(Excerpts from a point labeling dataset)
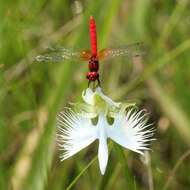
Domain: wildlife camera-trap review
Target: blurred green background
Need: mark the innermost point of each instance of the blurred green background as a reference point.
(32, 93)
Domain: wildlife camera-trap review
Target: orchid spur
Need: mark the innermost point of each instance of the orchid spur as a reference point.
(76, 129)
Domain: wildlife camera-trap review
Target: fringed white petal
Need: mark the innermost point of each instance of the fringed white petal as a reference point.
(132, 131)
(74, 133)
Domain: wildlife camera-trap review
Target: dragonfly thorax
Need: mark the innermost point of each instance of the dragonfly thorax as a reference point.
(93, 64)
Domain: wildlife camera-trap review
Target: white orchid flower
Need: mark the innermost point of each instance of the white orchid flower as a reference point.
(76, 129)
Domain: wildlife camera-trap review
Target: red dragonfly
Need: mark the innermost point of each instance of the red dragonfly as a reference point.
(92, 56)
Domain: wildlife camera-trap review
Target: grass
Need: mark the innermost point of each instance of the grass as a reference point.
(31, 93)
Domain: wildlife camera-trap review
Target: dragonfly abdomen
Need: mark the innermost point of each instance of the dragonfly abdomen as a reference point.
(93, 38)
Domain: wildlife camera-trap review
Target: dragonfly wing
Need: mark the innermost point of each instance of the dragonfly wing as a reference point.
(131, 50)
(58, 54)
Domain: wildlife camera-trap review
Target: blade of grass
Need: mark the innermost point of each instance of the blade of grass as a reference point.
(149, 71)
(171, 109)
(81, 173)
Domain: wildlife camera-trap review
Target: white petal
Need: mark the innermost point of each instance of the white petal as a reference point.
(74, 133)
(103, 148)
(131, 131)
(87, 96)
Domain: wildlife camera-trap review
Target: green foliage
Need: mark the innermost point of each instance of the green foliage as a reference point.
(31, 93)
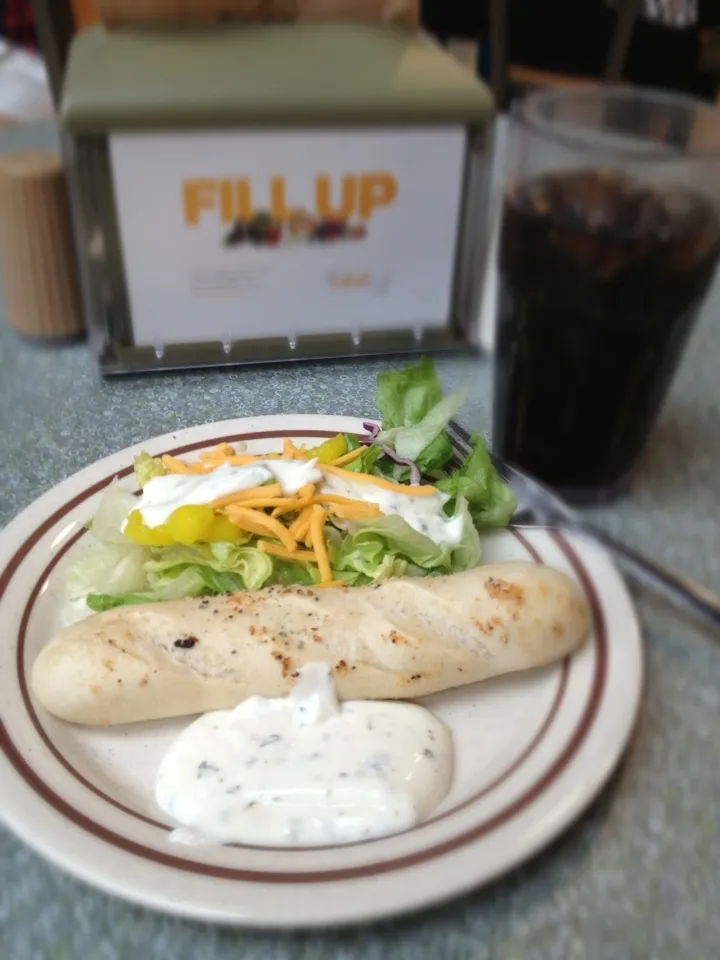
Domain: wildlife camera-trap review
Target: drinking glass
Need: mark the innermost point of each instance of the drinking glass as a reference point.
(609, 240)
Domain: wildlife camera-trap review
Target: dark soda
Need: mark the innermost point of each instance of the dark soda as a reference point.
(601, 280)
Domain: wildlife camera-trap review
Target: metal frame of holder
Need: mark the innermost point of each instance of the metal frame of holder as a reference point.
(107, 306)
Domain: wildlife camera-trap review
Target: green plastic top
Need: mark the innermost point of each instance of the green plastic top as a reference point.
(301, 74)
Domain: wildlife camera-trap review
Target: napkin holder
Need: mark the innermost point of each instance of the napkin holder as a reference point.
(254, 193)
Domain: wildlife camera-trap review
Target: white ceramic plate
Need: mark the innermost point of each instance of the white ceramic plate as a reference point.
(531, 750)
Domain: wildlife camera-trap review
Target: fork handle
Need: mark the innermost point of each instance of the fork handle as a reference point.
(682, 591)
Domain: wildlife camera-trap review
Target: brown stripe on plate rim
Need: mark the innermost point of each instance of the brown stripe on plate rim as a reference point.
(369, 870)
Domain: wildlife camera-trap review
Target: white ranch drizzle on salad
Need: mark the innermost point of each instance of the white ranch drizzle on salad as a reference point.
(305, 770)
(424, 514)
(161, 496)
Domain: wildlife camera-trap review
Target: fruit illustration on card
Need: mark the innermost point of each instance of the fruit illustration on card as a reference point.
(300, 228)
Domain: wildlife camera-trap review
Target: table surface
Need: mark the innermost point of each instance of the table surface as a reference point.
(637, 877)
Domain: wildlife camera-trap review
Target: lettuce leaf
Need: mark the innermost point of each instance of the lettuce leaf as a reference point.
(114, 506)
(109, 568)
(216, 567)
(147, 467)
(404, 397)
(414, 416)
(114, 564)
(490, 500)
(412, 441)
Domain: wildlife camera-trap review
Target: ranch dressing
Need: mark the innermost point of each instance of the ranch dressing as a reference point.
(163, 495)
(304, 770)
(424, 514)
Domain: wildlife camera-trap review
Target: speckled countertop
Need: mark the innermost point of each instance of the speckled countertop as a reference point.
(637, 878)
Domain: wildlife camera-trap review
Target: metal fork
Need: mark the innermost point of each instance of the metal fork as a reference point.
(539, 507)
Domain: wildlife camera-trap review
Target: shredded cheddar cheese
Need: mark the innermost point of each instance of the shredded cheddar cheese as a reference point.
(299, 527)
(255, 521)
(347, 457)
(317, 533)
(172, 465)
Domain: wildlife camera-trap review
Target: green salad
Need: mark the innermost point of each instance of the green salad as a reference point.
(350, 511)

== The problem ==
Which lines in the material above contain the word "metal"? Find each of them and copy it in full, treating uppercase and lowercase as different.

== Right answer ==
Target: metal frame of holder
Need: mark the innermost point of each instance of the metal frame of holder as a reference point.
Target: metal fork
Need: mark the innermost point of each instance of the metal fork as a reference point.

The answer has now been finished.